| REQUIREMENT A |
In the forum post about deduplicating sales order data, how often does the sales data arrive?

| QUOTED TEXT |
^^^^^^^^^^^^^^^^

Reputation: 354
We are using GCP in our data pipeline downstream. All the data is imported into BQ. We have a sales feed and we get sales data on hourly basis. The state of the order in the order lifecycle changes throughout the day(eg. Order status changes from created to completed OR Payment settled No to Yes) this way we end up getting 2-3 records for the same order, my goal is to store the latest and greatest state of the Order. Order number is unique no.
How can i dedup the records?

^^^^^^^^^^^^^^^^

| DATASET CONTENT |
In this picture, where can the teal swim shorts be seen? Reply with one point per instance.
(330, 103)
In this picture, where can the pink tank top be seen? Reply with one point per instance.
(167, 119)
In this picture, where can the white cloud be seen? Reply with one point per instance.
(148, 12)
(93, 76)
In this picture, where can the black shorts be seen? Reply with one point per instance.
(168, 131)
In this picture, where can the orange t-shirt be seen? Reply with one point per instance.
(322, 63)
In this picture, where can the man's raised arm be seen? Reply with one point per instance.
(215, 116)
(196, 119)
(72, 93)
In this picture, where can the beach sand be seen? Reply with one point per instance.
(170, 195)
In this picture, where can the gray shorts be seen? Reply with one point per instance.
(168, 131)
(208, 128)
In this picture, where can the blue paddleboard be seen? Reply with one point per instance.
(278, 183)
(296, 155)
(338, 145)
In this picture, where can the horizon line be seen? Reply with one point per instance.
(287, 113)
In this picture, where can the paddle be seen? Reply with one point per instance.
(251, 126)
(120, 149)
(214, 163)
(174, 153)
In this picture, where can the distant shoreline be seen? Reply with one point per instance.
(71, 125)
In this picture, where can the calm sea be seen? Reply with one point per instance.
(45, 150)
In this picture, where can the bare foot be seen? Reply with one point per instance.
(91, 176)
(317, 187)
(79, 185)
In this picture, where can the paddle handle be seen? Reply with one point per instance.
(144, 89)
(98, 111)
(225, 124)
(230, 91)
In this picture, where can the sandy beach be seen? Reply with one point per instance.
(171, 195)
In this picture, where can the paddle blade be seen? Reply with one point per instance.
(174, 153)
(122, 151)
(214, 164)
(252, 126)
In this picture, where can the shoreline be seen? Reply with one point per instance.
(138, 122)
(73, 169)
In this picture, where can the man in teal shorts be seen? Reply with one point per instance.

^^^^^^^^^^^^^^^^

| REQUIREMENT B |
Convert the part of the rows that opens with the line containing "In this picture, where can the distant" and closes at the end of the rows into a JSON list of strings, one string per line, leaving out blank lines.

| FULL OUTPUT A |
On an hourly basis.

| FULL OUTPUT B |
[
  "In this picture, where can the distant shoreline be seen? Reply with one point per instance.",
  "(71, 125)",
  "In this picture, where can the calm sea be seen? Reply with one point per instance.",
  "(45, 150)",
  "In this picture, where can the bare foot be seen? Reply with one point per instance.",
  "(91, 176)",
  "(317, 187)",
  "(79, 185)",
  "In this picture, where can the paddle handle be seen? Reply with one point per instance.",
  "(144, 89)",
  "(98, 111)",
  "(225, 124)",
  "(230, 91)",
  "In this picture, where can the sandy beach be seen? Reply with one point per instance.",
  "(171, 195)",
  "In this picture, where can the paddle blade be seen? Reply with one point per instance.",
  "(174, 153)",
  "(122, 151)",
  "(214, 164)",
  "(252, 126)",
  "In this picture, where can the shoreline be seen? Reply with one point per instance.",
  "(138, 122)",
  "(73, 169)",
  "In this picture, where can the man in teal shorts be seen? Reply with one point per instance."
]